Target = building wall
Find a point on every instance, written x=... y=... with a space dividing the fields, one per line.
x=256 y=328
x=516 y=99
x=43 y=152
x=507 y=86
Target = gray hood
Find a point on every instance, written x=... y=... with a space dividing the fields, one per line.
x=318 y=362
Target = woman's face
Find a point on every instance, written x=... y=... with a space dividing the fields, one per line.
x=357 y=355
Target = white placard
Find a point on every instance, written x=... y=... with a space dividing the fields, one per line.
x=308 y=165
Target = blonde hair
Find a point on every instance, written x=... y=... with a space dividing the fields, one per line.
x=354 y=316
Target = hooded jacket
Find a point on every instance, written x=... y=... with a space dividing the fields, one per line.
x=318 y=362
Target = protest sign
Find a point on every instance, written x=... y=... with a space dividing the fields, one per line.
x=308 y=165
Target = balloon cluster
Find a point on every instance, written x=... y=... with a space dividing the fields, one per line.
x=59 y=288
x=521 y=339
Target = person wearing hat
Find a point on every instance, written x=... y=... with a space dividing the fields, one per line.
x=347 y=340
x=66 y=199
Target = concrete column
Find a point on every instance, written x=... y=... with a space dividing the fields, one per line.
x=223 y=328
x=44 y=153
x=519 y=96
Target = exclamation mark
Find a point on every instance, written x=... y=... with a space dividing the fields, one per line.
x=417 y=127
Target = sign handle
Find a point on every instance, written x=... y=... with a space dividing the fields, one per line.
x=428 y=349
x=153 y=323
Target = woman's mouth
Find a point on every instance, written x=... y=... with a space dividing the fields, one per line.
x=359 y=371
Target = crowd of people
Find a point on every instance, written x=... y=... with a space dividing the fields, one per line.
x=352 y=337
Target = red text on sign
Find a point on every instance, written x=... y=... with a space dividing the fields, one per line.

* * *

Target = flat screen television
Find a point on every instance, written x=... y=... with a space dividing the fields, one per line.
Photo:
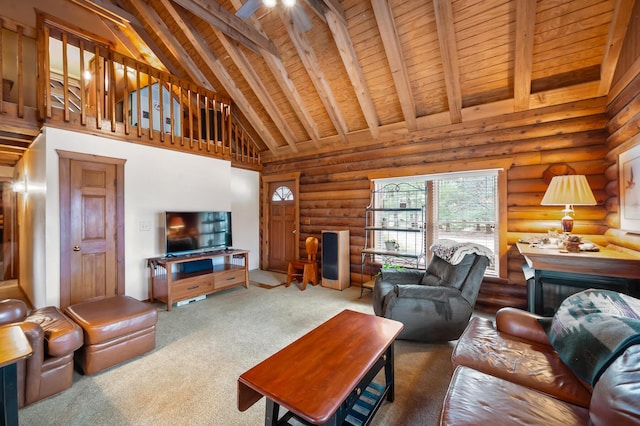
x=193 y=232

* * *

## WORK TASK:
Copy here each line of the preceding records with "woman" in it.

## ANSWER TO THIS TASK:
Target = woman's face
Target = woman's mouth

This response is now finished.